Excerto do texto ::
§
1.9  A Requerida juntou alegações escritas 3 de Setembro de 2021, limitando-se a remeter para o aduzido em sede de Resposta.

 

 

2. SANEAMENTO

 

O Tribunal foi regularmente constituído.

As partes têm personalidade e capacidade judiciárias, mostram-se legítimas e encontram-se regularmente representadas.

O processo não sofre de quaisquer vícios que o invalidem.

A Requerida invoca, na sua resposta, matéria de exceção que o Tribunal, porém, entende não ter condições para decidir sem uma análise e um julgamento prévio acerca da matéria de facto, pelo que se relega a apreciação e decisão para essa fase.

 

 

3. MATÉRIA DE FACTO

 

Com relevância para a decisão de mérito, o Tribunal considera provada a seguinte factualidade:

 

  1. A Requerente é uma sociedade anónima de direito português, constituída a 2 de Agosto de 1991, que desenvolve a sua principal actividade económica no sector do comércio a retalho de artigos alimentares e outros em supermercados e hipermercados, sendo sujeito passivo de IRC no regime especial de tributação de grupos.
  2. Encontra-se também inscrita como sujeito passivo de IVA, enquadrada no regime normal de periocidade mensal.
  3. Em cumprimento da Ordem de Serviço nº OI2019..., os Serviços de Inspecção Tributária da Unidade dos Grandes Contribuintes – Divisão de Inspecção a Empresas Não Financeiras, desencadearam uma acção inspectiva externa, de âmbito parcial, em sede de IRC e IVA, tendo a mesma visado a verificação da situação tributária da Requerente e incidido sobre os elementos contabilísticos e fiscais da Requerente referentes ao ano de 2016.
§
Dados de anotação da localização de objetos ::
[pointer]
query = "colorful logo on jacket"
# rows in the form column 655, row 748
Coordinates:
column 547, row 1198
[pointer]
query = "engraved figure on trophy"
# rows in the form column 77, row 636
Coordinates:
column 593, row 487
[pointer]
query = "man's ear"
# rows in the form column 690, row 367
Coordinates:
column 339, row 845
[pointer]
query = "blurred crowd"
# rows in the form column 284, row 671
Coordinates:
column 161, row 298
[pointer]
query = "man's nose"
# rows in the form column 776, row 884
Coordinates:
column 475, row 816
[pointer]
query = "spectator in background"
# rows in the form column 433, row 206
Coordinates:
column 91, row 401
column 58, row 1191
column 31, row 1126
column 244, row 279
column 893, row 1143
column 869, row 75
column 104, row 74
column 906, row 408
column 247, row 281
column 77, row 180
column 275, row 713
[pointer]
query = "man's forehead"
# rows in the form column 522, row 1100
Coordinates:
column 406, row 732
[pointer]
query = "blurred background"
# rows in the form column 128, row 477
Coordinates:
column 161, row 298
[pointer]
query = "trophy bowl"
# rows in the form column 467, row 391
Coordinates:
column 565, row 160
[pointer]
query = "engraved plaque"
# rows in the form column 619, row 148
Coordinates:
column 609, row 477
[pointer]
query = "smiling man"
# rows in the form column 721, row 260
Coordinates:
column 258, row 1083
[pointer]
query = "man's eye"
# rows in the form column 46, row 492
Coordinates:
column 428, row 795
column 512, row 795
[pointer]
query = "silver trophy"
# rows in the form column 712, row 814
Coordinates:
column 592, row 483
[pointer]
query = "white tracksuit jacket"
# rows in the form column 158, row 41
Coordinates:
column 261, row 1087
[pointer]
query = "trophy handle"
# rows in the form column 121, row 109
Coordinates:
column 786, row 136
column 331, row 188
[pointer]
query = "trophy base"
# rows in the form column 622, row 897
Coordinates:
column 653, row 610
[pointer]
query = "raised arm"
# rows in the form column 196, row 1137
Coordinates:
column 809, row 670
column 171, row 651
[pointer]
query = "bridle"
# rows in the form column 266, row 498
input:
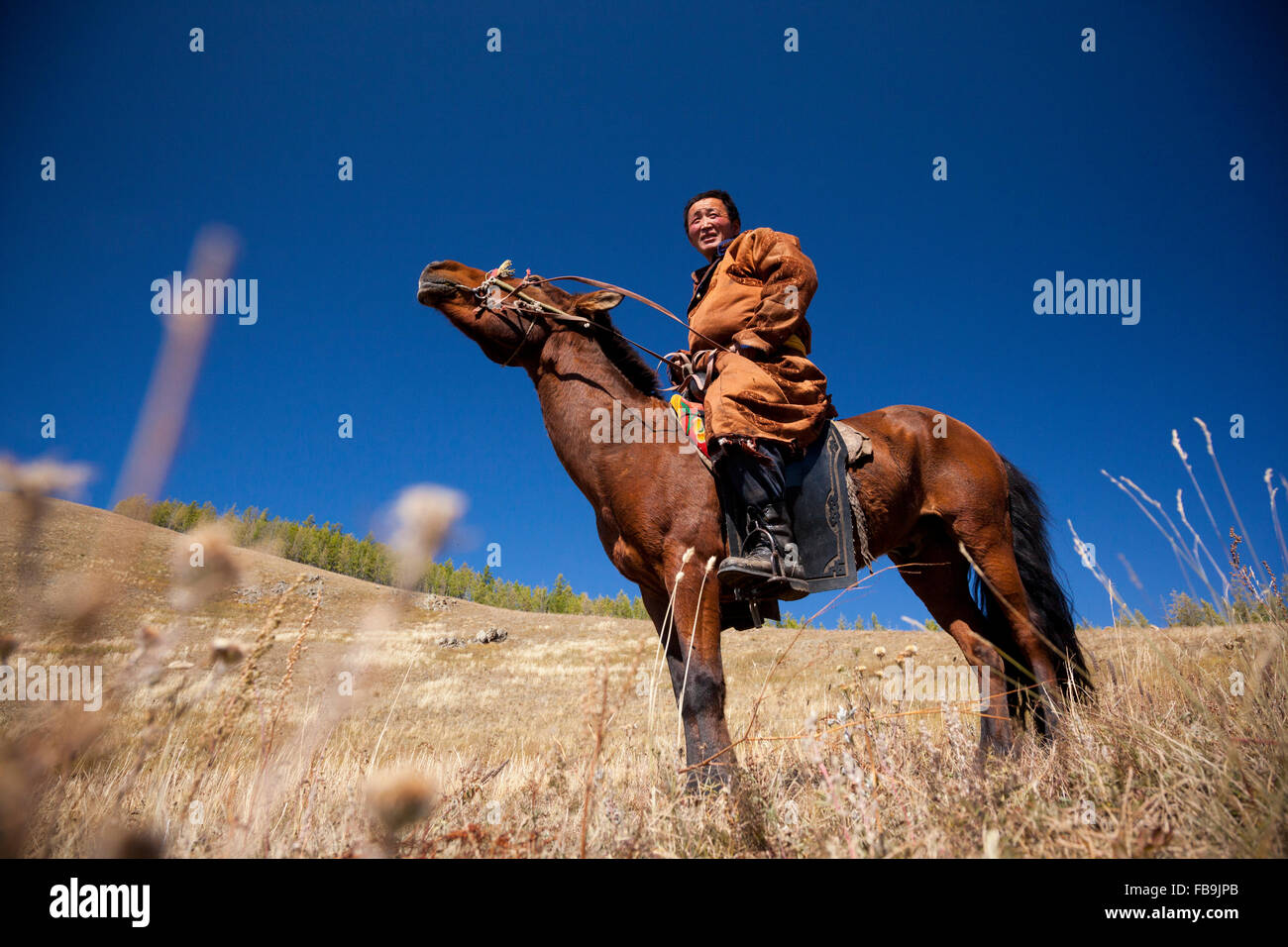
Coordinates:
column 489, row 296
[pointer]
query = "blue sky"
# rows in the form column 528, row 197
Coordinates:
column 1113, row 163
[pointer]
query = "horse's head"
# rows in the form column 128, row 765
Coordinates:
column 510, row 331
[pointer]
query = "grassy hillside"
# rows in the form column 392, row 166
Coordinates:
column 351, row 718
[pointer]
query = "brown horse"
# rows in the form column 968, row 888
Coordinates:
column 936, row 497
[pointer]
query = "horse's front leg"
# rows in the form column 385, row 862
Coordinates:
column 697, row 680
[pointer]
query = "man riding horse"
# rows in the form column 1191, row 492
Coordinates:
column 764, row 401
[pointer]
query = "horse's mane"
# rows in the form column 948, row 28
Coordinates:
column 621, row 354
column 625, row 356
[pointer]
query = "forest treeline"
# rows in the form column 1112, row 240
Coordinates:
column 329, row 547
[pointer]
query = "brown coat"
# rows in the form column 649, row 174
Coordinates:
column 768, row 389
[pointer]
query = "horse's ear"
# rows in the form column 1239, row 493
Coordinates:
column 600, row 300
§
Instruções ::
1 > Reproduz na íntegra, palavra por palavra, o excerto do texto apresentado acima.
2 > Localiza, por favor, todas as linhas da listagem que contêm a palavra "background" e copia cada uma delas.

Respostas às tarefas ::
1 >
1.9  A Requerida juntou alegações escritas 3 de Setembro de 2021, limitando-se a remeter para o aduzido em sede de Resposta.

 

 

2. SANEAMENTO

 

O Tribunal foi regularmente constituído.

As partes têm personalidade e capacidade judiciárias, mostram-se legítimas e encontram-se regularmente representadas.

O processo não sofre de quaisquer vícios que o invalidem.

A Requerida invoca, na sua resposta, matéria de exceção que o Tribunal, porém, entende não ter condições para decidir sem uma análise e um julgamento prévio acerca da matéria de facto, pelo que se relega a apreciação e decisão para essa fase.

 

 

3. MATÉRIA DE FACTO

 

Com relevância para a decisão de mérito, o Tribunal considera provada a seguinte factualidade:

 

  1. A Requerente é uma sociedade anónima de direito português, constituída a 2 de Agosto de 1991, que desenvolve a sua principal actividade económica no sector do comércio a retalho de artigos alimentares e outros em supermercados e hipermercados, sendo sujeito passivo de IRC no regime especial de tributação de grupos.
  2. Encontra-se também inscrita como sujeito passivo de IVA, enquadrada no regime normal de periocidade mensal.
  3. Em cumprimento da Ordem de Serviço nº OI2019..., os Serviços de Inspecção Tributária da Unidade dos Grandes Contribuintes – Divisão de Inspecção a Empresas Não Financeiras, desencadearam uma acção inspectiva externa, de âmbito parcial, em sede de IRC e IVA, tendo a mesma visado a verificação da situação tributária da Requerente e incidido sobre os elementos contabilísticos e fiscais da Requerente referentes ao ano de 2016.

2 >
query = "spectator in background"
query = "blurred background"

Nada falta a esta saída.